_Action item_: Repeat the whole listing word for word, skipping pictures.

_Listed entries_:
------------------------------------------------
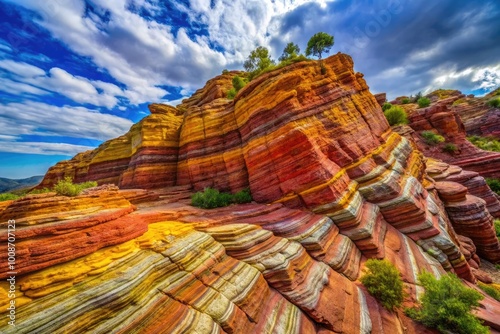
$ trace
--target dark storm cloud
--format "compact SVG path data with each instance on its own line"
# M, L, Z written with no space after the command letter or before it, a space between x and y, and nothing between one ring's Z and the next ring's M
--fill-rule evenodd
M373 92L392 97L425 89L447 70L500 63L498 1L340 0L306 4L282 18L281 34L300 46L318 31L335 36L332 53L351 54ZM452 88L472 90L471 76Z

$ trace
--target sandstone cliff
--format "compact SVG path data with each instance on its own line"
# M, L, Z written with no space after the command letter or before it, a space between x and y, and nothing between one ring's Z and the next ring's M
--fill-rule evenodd
M432 333L366 292L364 263L394 263L406 305L422 270L474 284L487 277L480 257L500 261L496 204L476 197L478 182L457 183L466 171L426 165L390 129L349 56L324 64L324 75L313 61L269 72L234 100L234 73L218 76L177 108L150 106L127 134L42 183L69 175L121 190L0 207L0 222L18 221L20 284L17 326L0 331ZM207 186L249 187L258 203L190 206ZM500 330L495 300L477 315Z

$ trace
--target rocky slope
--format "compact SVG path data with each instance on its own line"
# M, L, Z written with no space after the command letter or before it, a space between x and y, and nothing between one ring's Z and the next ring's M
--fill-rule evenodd
M16 219L20 291L15 329L0 331L433 333L366 292L364 263L394 263L406 305L422 270L474 286L488 278L480 256L500 261L497 204L476 197L487 191L467 172L426 166L349 56L324 64L324 75L317 62L269 72L234 100L235 73L216 77L177 108L152 105L130 132L42 183L69 175L121 190L4 203L0 239L1 222ZM207 186L249 187L258 203L190 206ZM500 330L498 302L486 298L477 315Z
M411 103L401 105L408 113L409 128L399 127L396 131L414 141L425 156L475 171L483 177L500 178L500 152L483 151L467 140L467 136L473 134L495 135L500 119L495 119L496 116L492 115L498 109L487 107L480 99L466 98L458 91L446 91L446 93L441 95L441 98L431 94L433 102L426 108L418 108L417 104ZM476 111L472 110L474 106L477 107ZM486 122L482 116L474 116L478 114L491 116L490 120L493 123ZM463 119L468 125L464 125ZM474 125L476 121L482 124L482 129L478 130ZM445 141L437 145L427 144L422 137L423 131L439 134ZM445 151L447 144L453 144L456 151Z

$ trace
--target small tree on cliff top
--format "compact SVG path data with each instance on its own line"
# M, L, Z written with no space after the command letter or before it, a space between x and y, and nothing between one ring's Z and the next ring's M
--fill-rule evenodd
M263 46L259 46L250 52L250 55L243 64L243 67L247 72L256 73L263 71L272 65L274 65L274 60L271 59L269 50Z
M290 42L283 49L283 54L278 58L279 61L286 61L297 58L300 54L300 48L297 44Z
M307 42L306 56L313 55L321 59L323 53L330 52L333 43L333 36L326 32L318 32Z

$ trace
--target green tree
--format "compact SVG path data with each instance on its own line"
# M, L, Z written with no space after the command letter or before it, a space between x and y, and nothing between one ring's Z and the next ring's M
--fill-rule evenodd
M307 42L306 56L313 55L321 59L323 53L330 52L333 43L333 36L326 32L318 32Z
M269 50L263 46L259 46L250 52L250 55L243 64L243 67L247 72L256 73L274 65L274 63L274 60L272 60L269 55Z
M424 272L418 275L418 279L425 293L419 308L406 311L410 317L442 333L489 333L488 327L481 325L472 314L483 295L467 288L455 274L443 275L438 280Z
M283 54L278 58L279 61L286 61L297 58L300 54L300 48L297 44L290 42L283 49Z
M366 261L367 271L361 283L388 310L403 303L403 281L396 267L387 260Z

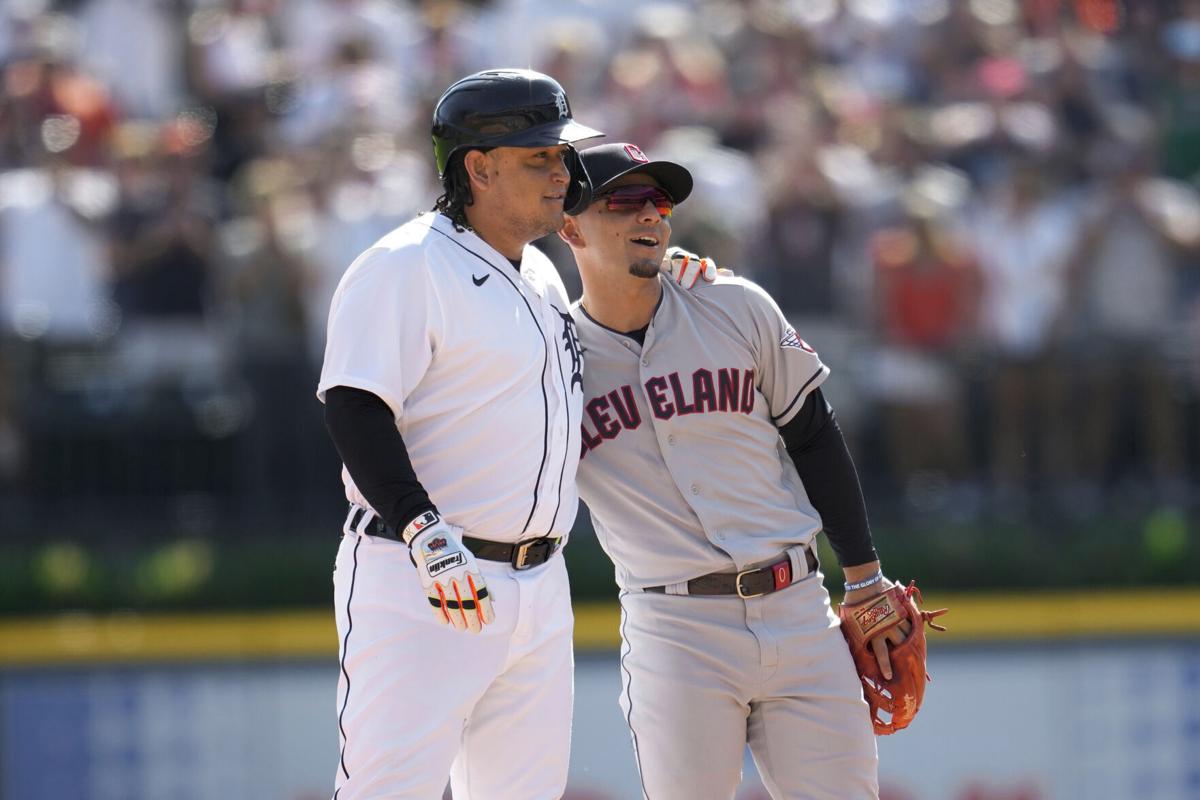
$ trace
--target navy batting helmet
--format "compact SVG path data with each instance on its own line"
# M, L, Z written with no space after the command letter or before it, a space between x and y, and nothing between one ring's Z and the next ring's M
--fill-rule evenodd
M549 75L528 69L489 69L450 86L433 110L433 154L438 177L450 158L472 147L545 147L604 134L571 117L567 93ZM587 186L574 148L569 154L571 208Z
------------------------------------------------
_The completed task_:
$ trace
--target dark storm cloud
--format "compact SVG path data with each instance on its own line"
# M, L, Z written with no space after the command letter or before it, a space between x and y, and nothing between one ring's Z and the next ring's M
--fill-rule evenodd
M373 92L392 97L425 89L447 70L500 63L498 1L340 0L306 4L282 18L281 34L300 46L318 31L335 36L332 53L351 54ZM452 88L472 90L471 76Z

$ trace
--target sandstone cliff
--format "compact SVG path data with each instance on its own line"
# M, L, Z written with no space after the command letter or before it, a space between x and y, and nothing between one ring's Z and the next ring's M
--fill-rule evenodd
M432 333L366 292L364 263L394 263L406 305L422 270L474 284L487 277L480 257L500 261L496 204L476 197L478 182L457 183L466 171L426 165L390 129L349 56L324 64L324 75L313 61L269 72L234 100L234 73L218 76L177 108L150 106L127 134L42 183L69 175L121 190L0 207L0 222L18 221L20 284L17 326L0 331ZM207 186L249 187L258 203L190 206ZM500 330L495 300L477 315Z

$ trace
--target rocky slope
--format "compact SVG path data with each instance on its own line"
# M, L, Z written with no space after the command letter or before it, a space between x and y, and nothing between one ring's Z and the next ring's M
--fill-rule evenodd
M16 219L20 291L15 329L0 331L433 333L366 292L364 263L394 263L406 305L422 270L474 286L488 278L480 256L500 261L497 204L476 197L487 191L467 172L426 166L349 56L324 64L324 75L317 62L269 72L234 100L235 73L216 77L177 108L152 105L130 132L42 183L69 175L121 190L4 203L0 239L1 222ZM207 186L249 187L258 203L190 206ZM500 330L498 302L486 298L477 315Z
M411 103L401 105L408 113L409 128L399 127L396 131L414 141L425 156L475 171L483 177L500 178L500 152L483 151L467 140L467 136L473 134L495 135L500 119L495 119L496 116L492 115L498 109L487 107L480 99L466 98L458 91L446 91L446 93L441 95L441 98L431 94L433 102L426 108L418 108L417 104ZM476 111L472 110L474 106L477 107ZM486 122L482 116L474 116L478 114L491 116L490 120L493 123ZM463 119L468 125L464 125ZM474 125L476 121L482 124L482 129L478 130ZM445 141L437 145L427 144L422 137L423 131L439 134ZM445 151L447 144L453 144L456 151Z

$ trace
--target small tree on cliff top
--format "compact SVG path data with each instance on its own line"
# M, L, Z written with no space after the command letter or before it, a space between x and y, and nothing between one ring's Z and the next ring's M
--fill-rule evenodd
M263 46L259 46L250 52L250 55L243 64L243 67L247 72L256 73L263 71L272 65L274 65L274 60L271 59L269 50Z
M290 42L283 49L283 54L278 58L279 61L286 61L297 58L300 54L300 48L297 44Z
M307 42L306 56L313 55L321 59L323 53L330 52L333 43L333 36L326 32L318 32Z

$ trace
--target green tree
--format "compact SVG path data with each instance on its own line"
# M, L, Z written with no space after the command letter or before it, a space between x and y, and nothing between one ring's Z and the next ring's M
--fill-rule evenodd
M307 42L306 56L313 55L321 59L323 53L330 52L333 43L333 36L326 32L318 32Z
M269 50L263 46L259 46L250 52L250 55L243 64L243 67L247 72L256 73L274 65L274 63L274 60L272 60L269 55Z
M424 272L418 275L418 279L425 293L419 308L406 311L410 317L442 333L489 333L488 327L481 325L472 314L483 295L467 288L455 274L443 275L438 280Z
M283 54L278 58L279 61L286 61L297 58L300 54L300 48L297 44L290 42L283 49Z
M366 261L367 271L361 283L388 310L403 303L403 281L396 267L387 260Z

$ trace
--target navy batting helmet
--format "compact SVG path data with each instance on its own line"
# M, L, Z written with no space after the command letter or before it, a space between x and y, and nothing between one ring's Z and the next ring's M
--fill-rule evenodd
M549 75L528 69L489 69L450 86L433 110L433 154L438 177L450 158L472 147L545 147L604 134L571 117L567 93ZM587 186L574 148L569 154L571 208Z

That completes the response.